[What the task requires] Collect every line in the rows below that contains the string "green", treating uppercase and lowercase as distinct.

-------- Provided information

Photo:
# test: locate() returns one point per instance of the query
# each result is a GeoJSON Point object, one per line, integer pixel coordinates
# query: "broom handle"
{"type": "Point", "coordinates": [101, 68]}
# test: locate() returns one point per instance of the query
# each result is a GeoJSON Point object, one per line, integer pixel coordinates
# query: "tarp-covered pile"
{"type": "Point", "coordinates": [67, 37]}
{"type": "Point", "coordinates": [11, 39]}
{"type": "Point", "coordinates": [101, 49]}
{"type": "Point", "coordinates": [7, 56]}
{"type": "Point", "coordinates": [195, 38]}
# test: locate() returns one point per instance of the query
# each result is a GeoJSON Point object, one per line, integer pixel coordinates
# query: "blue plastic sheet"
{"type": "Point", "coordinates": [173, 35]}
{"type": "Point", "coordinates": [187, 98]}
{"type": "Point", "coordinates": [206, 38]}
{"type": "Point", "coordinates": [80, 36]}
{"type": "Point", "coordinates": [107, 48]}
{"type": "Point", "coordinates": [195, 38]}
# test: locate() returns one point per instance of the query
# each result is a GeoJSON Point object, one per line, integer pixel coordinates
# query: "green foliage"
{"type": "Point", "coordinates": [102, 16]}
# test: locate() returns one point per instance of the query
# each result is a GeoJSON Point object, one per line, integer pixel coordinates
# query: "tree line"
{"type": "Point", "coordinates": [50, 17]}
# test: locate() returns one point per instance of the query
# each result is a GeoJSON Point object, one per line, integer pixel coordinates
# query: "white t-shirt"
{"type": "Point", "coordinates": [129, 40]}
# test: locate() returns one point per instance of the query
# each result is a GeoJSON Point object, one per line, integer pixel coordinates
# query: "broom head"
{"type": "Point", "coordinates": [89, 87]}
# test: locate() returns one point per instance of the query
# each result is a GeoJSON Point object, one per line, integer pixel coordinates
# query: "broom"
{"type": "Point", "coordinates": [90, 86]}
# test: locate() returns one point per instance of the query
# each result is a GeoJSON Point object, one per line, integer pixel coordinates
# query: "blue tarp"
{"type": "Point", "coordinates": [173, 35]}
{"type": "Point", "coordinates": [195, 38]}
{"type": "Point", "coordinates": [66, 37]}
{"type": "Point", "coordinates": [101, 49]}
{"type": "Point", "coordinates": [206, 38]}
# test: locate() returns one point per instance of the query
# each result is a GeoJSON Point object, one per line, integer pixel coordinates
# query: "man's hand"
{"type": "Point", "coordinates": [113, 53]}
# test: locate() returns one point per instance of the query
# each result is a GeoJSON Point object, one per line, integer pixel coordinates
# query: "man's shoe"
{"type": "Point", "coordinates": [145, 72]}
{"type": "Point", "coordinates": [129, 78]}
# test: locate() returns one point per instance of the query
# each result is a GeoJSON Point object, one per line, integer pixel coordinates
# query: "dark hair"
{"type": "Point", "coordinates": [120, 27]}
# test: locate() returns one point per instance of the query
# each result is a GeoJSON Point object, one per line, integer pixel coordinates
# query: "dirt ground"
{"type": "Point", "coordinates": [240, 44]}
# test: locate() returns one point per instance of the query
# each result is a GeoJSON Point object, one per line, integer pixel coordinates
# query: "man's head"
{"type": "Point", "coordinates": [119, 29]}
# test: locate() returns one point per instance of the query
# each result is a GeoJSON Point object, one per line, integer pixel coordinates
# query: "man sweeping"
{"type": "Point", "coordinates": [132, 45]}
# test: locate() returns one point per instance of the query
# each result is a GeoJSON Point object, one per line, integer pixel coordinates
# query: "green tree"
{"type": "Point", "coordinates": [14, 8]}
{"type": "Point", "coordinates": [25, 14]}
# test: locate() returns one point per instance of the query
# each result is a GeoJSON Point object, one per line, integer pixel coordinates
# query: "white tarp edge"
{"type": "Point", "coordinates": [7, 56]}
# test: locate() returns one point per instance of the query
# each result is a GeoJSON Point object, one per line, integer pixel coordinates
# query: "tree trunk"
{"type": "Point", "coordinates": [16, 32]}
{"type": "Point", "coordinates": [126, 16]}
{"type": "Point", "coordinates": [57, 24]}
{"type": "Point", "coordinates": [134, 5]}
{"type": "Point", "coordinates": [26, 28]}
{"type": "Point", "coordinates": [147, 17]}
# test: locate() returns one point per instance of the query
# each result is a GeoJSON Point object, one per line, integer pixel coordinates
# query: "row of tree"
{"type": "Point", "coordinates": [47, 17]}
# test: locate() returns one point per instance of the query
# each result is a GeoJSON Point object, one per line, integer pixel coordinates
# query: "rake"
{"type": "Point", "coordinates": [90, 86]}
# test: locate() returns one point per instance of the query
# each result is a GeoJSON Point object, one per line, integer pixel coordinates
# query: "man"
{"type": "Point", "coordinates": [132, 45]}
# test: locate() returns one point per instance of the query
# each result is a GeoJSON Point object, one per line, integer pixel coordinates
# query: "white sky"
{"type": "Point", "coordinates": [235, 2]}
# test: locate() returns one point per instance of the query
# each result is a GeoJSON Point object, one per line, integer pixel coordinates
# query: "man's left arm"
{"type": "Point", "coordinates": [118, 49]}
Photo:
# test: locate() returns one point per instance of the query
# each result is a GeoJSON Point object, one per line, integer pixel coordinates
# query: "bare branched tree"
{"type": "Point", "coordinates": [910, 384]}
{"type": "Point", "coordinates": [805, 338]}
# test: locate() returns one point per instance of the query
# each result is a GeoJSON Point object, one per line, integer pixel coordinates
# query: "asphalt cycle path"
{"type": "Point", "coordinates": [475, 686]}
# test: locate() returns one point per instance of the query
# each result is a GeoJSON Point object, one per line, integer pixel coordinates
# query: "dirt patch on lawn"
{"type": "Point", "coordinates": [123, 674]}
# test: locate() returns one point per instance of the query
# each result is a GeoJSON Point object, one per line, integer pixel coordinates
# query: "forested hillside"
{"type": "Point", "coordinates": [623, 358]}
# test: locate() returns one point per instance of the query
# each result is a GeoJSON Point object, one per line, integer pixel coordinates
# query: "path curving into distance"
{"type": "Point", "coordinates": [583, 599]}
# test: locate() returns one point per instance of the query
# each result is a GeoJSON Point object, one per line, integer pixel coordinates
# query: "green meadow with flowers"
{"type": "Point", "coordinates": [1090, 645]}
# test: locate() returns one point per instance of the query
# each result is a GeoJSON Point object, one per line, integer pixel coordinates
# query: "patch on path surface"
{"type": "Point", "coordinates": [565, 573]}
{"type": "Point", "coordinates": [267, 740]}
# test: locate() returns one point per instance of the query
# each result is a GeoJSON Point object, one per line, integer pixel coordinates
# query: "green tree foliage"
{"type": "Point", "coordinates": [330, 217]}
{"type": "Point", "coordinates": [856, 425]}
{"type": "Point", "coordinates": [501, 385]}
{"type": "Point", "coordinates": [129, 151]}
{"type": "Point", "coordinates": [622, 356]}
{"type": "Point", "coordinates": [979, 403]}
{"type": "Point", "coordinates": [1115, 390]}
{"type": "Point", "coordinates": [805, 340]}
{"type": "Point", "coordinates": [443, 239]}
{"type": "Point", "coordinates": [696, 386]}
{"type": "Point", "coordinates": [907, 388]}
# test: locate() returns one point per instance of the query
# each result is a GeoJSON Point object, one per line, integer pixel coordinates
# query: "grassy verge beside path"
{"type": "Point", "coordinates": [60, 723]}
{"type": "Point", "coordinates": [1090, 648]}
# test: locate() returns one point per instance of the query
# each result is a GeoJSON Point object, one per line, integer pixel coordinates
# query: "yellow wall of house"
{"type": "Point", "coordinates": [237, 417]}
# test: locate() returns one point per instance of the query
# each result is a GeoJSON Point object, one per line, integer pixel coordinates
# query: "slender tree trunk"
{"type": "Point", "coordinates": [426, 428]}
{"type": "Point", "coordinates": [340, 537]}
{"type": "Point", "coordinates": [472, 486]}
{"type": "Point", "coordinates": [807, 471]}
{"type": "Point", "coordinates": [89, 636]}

----------------

[Answer below]
# query: "green foliage"
# query: "green tree"
# query: "green meadow with flowers"
# query: "green tree foliage"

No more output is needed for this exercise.